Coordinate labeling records
▼▼▼

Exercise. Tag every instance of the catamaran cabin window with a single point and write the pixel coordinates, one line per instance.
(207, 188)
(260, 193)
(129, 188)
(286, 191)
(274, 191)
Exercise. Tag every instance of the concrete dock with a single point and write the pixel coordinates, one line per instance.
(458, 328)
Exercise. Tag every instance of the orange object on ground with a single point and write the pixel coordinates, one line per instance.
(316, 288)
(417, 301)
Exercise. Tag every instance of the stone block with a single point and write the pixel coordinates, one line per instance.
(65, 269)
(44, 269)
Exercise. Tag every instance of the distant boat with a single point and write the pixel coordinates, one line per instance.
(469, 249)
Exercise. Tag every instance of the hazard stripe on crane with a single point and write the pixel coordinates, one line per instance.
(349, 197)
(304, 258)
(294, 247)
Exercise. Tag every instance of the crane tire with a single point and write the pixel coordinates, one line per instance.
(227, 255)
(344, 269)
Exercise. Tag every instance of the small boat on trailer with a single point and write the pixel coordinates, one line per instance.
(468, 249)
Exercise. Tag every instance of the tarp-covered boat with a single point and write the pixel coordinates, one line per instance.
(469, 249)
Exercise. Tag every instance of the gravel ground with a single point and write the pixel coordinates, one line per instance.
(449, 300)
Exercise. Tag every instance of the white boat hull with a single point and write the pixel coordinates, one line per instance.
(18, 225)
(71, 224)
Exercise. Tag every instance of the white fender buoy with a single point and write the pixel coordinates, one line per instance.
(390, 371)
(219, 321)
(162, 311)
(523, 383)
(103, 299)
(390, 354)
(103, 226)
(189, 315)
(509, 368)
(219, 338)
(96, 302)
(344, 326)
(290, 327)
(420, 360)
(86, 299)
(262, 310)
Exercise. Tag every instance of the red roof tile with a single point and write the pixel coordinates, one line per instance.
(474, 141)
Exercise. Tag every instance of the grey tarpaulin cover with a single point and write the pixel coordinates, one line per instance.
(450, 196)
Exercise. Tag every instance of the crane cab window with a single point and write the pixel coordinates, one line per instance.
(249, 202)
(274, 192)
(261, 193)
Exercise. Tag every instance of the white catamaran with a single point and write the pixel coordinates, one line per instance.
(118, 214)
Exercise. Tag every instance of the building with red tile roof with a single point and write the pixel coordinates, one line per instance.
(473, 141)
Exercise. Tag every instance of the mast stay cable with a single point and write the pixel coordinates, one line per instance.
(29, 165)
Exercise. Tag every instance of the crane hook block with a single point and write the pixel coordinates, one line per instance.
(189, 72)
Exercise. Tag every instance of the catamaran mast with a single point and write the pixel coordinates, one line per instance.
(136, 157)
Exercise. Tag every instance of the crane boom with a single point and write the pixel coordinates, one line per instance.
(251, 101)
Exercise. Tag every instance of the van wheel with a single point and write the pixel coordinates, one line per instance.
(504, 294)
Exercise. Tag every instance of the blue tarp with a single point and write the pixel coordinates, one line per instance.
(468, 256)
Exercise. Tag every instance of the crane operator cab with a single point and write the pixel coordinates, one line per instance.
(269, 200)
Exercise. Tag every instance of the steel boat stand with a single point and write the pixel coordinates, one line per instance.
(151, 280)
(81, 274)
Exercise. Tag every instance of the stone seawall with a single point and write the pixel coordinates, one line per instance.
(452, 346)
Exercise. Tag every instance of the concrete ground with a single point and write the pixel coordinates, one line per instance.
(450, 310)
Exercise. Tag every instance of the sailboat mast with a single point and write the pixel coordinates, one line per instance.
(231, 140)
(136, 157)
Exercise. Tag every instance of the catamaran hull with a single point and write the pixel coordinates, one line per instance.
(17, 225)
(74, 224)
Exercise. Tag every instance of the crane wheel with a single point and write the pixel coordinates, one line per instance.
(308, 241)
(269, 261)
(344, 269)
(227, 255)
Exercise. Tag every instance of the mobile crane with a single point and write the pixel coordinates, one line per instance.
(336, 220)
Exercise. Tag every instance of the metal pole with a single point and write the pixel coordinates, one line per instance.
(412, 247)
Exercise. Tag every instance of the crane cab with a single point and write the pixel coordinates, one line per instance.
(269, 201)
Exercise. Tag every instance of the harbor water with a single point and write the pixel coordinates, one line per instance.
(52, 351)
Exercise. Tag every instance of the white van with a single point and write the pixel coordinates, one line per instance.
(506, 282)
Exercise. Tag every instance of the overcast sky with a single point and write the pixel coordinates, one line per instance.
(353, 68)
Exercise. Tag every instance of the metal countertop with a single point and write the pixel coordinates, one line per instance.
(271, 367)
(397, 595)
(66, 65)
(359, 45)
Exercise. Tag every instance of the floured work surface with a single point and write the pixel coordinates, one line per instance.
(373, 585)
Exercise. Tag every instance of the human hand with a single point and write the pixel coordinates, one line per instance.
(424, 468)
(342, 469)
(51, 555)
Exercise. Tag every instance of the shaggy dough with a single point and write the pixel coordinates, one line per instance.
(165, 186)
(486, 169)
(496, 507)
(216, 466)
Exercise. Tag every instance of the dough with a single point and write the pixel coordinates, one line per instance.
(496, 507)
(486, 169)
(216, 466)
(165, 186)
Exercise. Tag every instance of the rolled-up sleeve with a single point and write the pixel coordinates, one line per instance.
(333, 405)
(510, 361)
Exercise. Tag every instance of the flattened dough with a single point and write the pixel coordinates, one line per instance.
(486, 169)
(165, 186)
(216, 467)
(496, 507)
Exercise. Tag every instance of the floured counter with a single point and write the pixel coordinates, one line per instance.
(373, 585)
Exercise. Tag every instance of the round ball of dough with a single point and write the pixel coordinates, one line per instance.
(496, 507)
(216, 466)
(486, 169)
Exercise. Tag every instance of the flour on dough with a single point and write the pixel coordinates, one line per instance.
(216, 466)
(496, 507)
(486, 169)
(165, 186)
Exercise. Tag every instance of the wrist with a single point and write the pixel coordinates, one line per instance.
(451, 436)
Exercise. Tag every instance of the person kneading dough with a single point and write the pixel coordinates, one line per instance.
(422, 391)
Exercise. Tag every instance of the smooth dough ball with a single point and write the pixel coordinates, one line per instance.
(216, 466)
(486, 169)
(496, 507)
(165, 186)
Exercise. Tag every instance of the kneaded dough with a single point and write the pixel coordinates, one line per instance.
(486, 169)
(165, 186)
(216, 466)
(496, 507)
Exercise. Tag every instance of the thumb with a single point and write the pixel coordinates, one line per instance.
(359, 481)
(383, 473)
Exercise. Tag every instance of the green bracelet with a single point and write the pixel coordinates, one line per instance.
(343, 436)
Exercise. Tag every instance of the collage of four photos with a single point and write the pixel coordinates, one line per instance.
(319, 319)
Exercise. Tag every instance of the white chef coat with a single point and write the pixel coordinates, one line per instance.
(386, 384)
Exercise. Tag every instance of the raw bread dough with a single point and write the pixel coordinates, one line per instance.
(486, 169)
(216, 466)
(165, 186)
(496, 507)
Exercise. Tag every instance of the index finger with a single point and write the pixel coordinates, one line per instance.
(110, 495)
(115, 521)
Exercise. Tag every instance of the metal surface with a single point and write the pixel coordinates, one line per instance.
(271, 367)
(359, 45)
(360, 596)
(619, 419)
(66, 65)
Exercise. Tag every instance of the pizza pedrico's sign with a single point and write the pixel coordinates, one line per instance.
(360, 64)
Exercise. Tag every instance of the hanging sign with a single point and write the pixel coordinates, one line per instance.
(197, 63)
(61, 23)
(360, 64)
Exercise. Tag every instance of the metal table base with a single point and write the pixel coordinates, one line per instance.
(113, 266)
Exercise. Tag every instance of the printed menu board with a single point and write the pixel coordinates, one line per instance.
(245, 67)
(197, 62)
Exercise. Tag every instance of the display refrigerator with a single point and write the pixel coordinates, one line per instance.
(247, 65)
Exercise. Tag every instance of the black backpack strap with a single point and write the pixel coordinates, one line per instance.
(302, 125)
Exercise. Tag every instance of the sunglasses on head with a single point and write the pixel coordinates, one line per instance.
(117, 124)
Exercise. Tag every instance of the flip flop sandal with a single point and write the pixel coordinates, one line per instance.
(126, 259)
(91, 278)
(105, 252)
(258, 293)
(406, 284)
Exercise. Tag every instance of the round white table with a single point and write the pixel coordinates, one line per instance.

▲▲▲

Put every line of the records above, from the line containing "Exercise. Tag every instance of the sunglasses" through the end of the records, into a JSON list of strings, with one string per line and no blank lines.

▶ **Problem solution**
[
  "Exercise. Tag every instance of the sunglasses on head with a single point and write the pixel coordinates, one line per instance.",
  "(117, 124)",
  "Exercise. Tag every instance of the flip flop sandal with a single point and write the pixel coordinates, one line per instance.",
  "(126, 259)",
  "(91, 278)",
  "(105, 252)",
  "(258, 293)",
  "(406, 284)",
  "Exercise. Tag every instance of the round white table with a single point and write the pixel coordinates, one line per instance."
]